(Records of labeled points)
-=-=-=-=-
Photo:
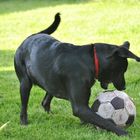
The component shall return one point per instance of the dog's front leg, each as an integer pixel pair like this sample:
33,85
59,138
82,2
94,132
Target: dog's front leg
46,102
79,101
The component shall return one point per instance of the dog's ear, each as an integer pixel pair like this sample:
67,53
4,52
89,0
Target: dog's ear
126,44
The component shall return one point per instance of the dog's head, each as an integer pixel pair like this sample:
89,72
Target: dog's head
113,63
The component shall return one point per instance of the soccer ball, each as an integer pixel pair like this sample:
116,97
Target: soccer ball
115,106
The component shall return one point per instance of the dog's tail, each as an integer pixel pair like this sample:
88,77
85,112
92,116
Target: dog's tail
53,26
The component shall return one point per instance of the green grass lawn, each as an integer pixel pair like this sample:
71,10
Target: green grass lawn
83,22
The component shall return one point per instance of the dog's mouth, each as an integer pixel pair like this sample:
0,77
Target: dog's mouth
104,85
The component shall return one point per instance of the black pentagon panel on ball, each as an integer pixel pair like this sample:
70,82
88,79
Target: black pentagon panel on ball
95,106
117,103
130,120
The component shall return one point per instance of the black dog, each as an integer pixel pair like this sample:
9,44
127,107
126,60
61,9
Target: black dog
68,71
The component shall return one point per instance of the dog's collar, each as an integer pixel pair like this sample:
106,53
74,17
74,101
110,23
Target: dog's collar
96,63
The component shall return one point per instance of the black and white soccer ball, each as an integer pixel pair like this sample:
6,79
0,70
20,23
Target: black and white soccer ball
115,106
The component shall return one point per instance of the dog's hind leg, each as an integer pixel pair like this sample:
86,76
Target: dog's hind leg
25,87
46,102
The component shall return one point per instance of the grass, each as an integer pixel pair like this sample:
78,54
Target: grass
83,21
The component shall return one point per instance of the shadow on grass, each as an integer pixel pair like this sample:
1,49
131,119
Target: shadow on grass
8,6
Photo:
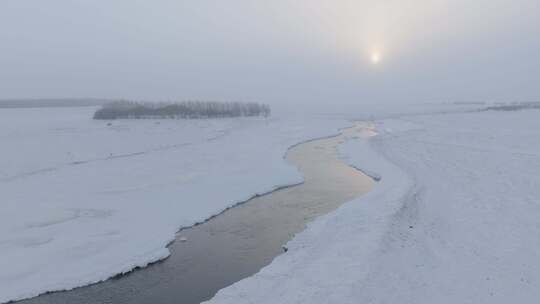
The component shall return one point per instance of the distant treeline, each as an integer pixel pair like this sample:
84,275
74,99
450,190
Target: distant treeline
175,110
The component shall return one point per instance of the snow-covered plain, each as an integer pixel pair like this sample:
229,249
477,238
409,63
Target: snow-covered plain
454,219
82,201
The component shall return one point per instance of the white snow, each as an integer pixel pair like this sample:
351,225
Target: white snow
454,219
82,201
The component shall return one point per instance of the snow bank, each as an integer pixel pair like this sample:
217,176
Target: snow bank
460,226
82,201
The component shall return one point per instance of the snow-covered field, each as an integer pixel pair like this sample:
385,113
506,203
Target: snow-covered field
81,201
454,219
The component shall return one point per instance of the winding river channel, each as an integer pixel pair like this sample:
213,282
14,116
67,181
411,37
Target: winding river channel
240,241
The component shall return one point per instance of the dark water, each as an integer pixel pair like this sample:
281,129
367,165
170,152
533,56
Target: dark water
237,243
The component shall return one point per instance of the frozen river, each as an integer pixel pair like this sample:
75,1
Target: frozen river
238,242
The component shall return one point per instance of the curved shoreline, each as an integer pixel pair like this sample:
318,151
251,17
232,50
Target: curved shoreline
56,297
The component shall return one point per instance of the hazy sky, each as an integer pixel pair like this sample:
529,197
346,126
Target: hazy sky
272,51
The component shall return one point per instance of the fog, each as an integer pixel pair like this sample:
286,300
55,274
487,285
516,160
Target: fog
278,52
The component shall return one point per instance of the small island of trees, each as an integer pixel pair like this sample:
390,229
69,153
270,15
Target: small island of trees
180,110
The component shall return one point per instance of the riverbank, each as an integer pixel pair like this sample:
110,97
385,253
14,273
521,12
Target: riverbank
239,242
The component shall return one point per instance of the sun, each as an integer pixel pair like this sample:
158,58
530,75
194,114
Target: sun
375,57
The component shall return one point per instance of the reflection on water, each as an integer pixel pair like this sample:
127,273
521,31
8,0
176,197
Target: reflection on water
239,242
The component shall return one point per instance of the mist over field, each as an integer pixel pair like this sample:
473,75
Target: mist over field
243,151
278,52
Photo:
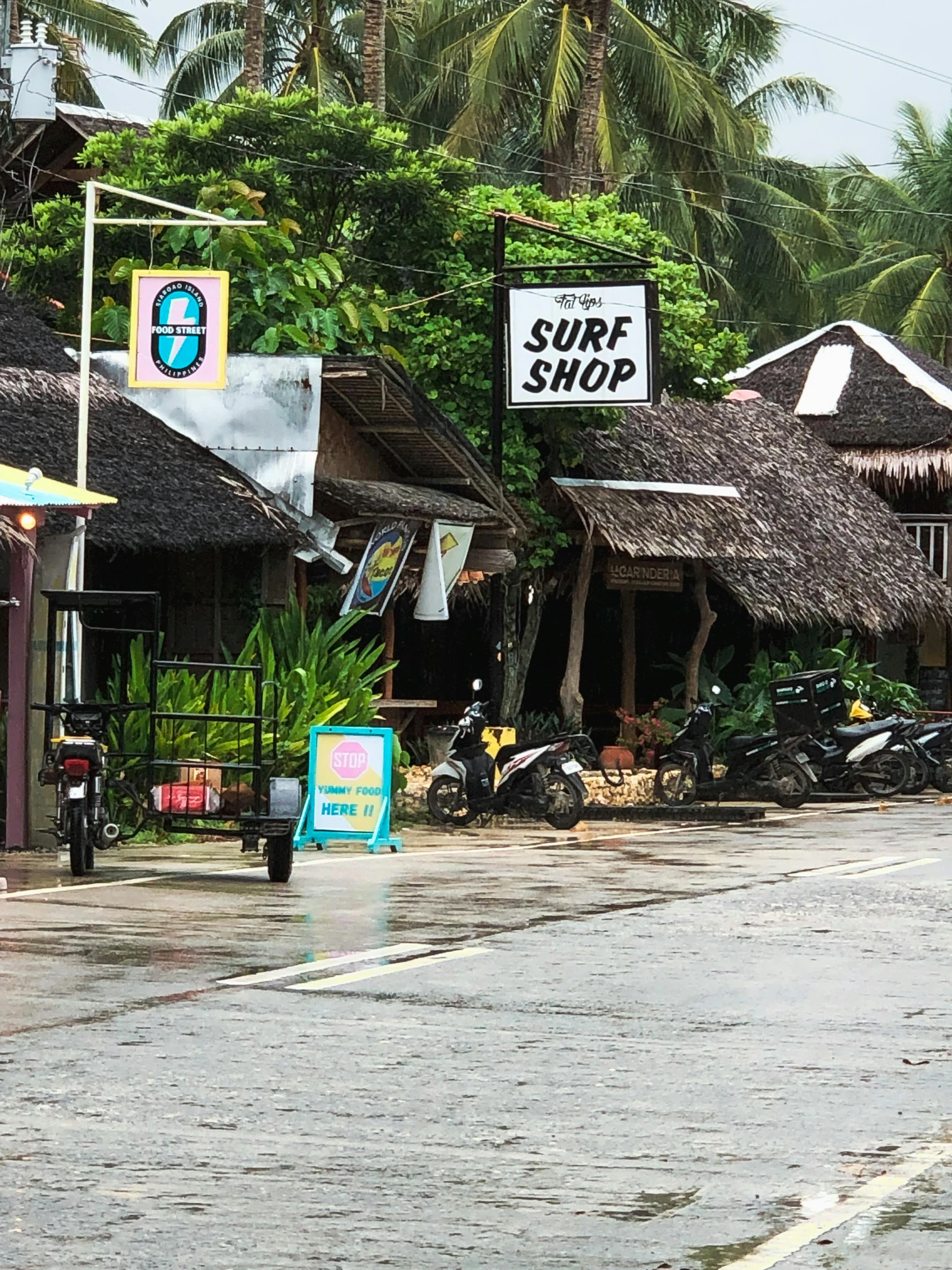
-=-=-=-=-
-- What is asked --
Rewrite all the records, changing "integer pixel pair" to "whole-number pixel pair" wherever it occurs and keeping everything else the same. Leave the pictures out.

-- Written response --
Photo:
The component shall return one point per instance of the dog's front leg, each as an whole-number pixel pair like this sample:
33,85
59,138
82,2
94,132
Target: dog's front leg
46,102
79,101
The component shall return one point per instance of the dog's ear, each as an whole-number pixel pair like this sample:
67,53
4,52
89,0
Target: dog's ear
126,44
The component shall return one point per instance of the dog's head, each as an whole-number pixel pair like this sample:
89,72
Target: dog's head
113,63
The component shall return one point per instance of the soccer ball, each as an whole-number pixel pair like this sample:
116,97
Target: soccer ball
115,106
The component shall return one point per instance of the dog's tail, each as an whole-number pixel pair like this sample:
88,77
85,112
92,116
Target: dog's tail
53,26
The component shall return one point per instance of the green grass lawn, each as an whole-number pixel pair like this sample:
71,10
Target: green grass lawn
83,22
The component shall return one point per instance of the dog's mouth, each as an whole-number pixel pair like this sample:
0,77
Target: dog's mouth
104,85
The component shall return one point per instance of the black pentagon panel on ball, each as an whole-number pixel pair like this sample:
70,82
88,79
Target: black pentagon panel on ball
95,106
117,103
130,120
The component shall return one point per instance of the black dog, each as an whole-number pixel pair like this sample:
9,44
127,107
126,60
61,9
Target: black dog
68,71
The component shall return one point per instance of the dog's collar, each as an whole-number pixel pair like this sample:
106,53
74,17
74,101
110,23
Target: dog's collar
96,63
The component shall return one point per instance of the black and white soccer ball, each as an whole-number pixel pair like this sample:
6,79
0,70
20,23
Target: black and white soccer ball
115,106
The component shall return one point per instance of the dog's hind leg, each as an whole-number pixel pair like this sample:
86,76
Target: dog's hind leg
25,87
46,102
The component shall return one point per instance of the grass, each as an whole-number pixel pair like this sample:
78,54
Target: grass
83,21
The component shall return one point per instance of the shadow on grass, each as an whole-number pixel pair like this sample:
1,49
131,119
Target: shadow on grass
8,6
Photo:
The component shall return one point per instance of the distant treeline, each as an whole-number pixel pair like this sample:
84,275
74,99
450,190
Target: distant treeline
175,110
The component shall return one point per instance of the snow-covered plain, each as an whole-number pixel pair like this sample:
229,249
477,238
409,63
Target: snow-covered plain
454,219
82,201
The component shall return one point per instance of the white snow, each as an whole-number pixel pair like this sample:
351,225
Target: white snow
454,219
82,201
The component shall return one point per instance of the snow bank, each as an whole-number pixel pair like this sample:
217,176
Target: snow bank
460,226
82,201
The component shall return one point per instance of the snow-covered field, each as an whole-number pixel pair like this sample:
385,113
506,203
Target: snow-covered field
81,201
454,219
The component shall return one point per instance of the winding river channel, each as an whole-number pixel pair like this sample:
213,282
14,116
67,181
411,37
Target: winding river channel
240,241
The component shall return one point per instance of the dark water, each as an whole-number pixel pair like this sample:
281,129
367,165
170,152
533,56
Target: dark water
237,243
The component shall return one point per instance of the frozen river, each as an whole-number pixel pair like this sample:
75,1
Target: frozen river
238,242
The component shall return one point per instance of the curved shoreline, each as an whole-number pixel pair like this sample:
318,151
251,17
232,50
Target: curved shoreline
56,297
The component shall return one point per instance of the hazy sky, each as an whole-number pixel pair like this sample:
529,197
346,126
Target: hazy sky
272,51
The component shall return one point per instance of the fog, each as an whole-number pixel pair like this sample:
286,300
55,274
487,285
516,160
Target: fog
278,52
The component shall return one point per instance of the small island of trees, each as an whole-number pixel pair like this sample:
390,229
69,153
270,15
Target: small island of trees
180,110
The component shall return one point per instance of the riverbank, each as an whole-number pixel pair like this sample:
110,97
385,253
14,273
521,12
Target: riverbank
239,242
The component shall return one point per instance of the sun, each as an whole-number pixel pair like this sample:
158,58
530,75
194,114
Target: sun
375,57
The component shall return one point per instance of the reflection on water, each as an whole-number pixel pair like this sample:
127,273
521,31
8,0
176,197
Target: reflection on water
239,242
The component shall return one point per instance of the mist over field, each as an whole-number pixel pair like this sample:
473,75
Target: mist over field
243,151
278,52
Photo:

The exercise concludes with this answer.